Opdracht:
Welke van de drie technische doelstellingen uit het projectplan is volgens het documentfragment gehaald?

Samengevat, de technische doelstellingen volgens het projectplan waren het aantonen dat de TAP
1. daadwerkelijk elektriciteit produceert uit restwarmte;
2. betrouwbaar en flexibel is in te zetten;
3. het beloofde rendement kan waarmaken, zowel energetisch als bedrijfseconomisch.
De eerste doelstelling is gehaald, zij het dat door de hiervoor aangegeven beperkingen in de generatoren en
het temperatuurverlies in de periferie de opbrengst van de TAP veel minder is dan de ontwerpwaarde.
Er is binnen het project (nog) geen duurproef uitgevoerd maar de werking tijdens de testen en de flexibele
response op het aanbieden van de warmte ondersteunen de conclusie dat thermoakoestische energie
conversie flexibel, onderhoudsvrij en betrouwbaar is.
Voldoende energetisch rendement is aangetoond voor het thermoakoestisch deel maar niet voor de TAP als
geheel. Hierdoor en met name door de hoger uitgevallen productie en installatiekosten is het
bedrijfseconomisch rendement op deze schaal nog niet waargemaakt.

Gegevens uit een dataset
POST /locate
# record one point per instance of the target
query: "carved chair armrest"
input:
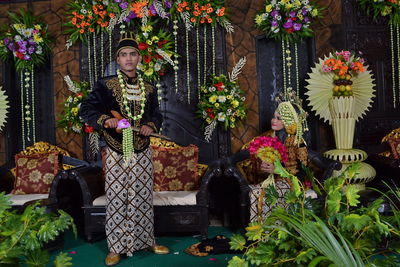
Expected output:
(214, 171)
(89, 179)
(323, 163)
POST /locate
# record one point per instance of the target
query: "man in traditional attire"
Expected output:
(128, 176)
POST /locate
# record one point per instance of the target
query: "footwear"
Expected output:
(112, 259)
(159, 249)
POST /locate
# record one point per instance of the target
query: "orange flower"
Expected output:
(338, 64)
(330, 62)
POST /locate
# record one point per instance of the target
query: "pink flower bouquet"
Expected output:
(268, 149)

* * *

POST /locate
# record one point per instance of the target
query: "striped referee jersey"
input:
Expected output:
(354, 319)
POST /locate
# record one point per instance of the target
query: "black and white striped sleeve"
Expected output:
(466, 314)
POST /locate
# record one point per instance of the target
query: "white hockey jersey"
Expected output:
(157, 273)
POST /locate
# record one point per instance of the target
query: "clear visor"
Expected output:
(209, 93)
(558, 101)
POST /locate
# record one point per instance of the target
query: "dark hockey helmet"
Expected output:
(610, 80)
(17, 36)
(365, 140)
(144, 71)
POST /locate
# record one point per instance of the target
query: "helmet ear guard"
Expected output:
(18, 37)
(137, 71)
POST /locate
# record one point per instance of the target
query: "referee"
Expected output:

==

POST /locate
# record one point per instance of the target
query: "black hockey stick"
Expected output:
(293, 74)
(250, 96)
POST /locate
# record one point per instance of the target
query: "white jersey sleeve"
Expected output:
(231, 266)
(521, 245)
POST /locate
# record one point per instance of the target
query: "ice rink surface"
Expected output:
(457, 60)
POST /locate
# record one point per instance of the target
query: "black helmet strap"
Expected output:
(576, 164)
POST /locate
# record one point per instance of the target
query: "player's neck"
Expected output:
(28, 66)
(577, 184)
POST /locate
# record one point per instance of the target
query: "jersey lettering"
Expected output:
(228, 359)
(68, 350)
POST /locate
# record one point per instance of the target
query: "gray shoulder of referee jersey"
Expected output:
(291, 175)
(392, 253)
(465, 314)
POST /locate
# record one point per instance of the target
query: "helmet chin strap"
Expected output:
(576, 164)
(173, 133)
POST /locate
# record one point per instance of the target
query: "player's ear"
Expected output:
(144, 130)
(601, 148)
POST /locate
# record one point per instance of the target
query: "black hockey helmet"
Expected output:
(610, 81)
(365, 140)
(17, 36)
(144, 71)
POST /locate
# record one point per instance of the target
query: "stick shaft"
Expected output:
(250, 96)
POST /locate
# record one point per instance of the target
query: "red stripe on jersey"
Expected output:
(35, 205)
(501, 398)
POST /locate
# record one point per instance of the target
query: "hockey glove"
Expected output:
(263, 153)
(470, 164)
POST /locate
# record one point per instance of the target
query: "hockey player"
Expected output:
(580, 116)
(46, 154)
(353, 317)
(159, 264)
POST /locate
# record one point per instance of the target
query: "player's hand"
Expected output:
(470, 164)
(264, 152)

Oplossing:
De eerste doelstelling: aantonen dat de TAP daadwerkelijk elektriciteit produceert uit restwarmte.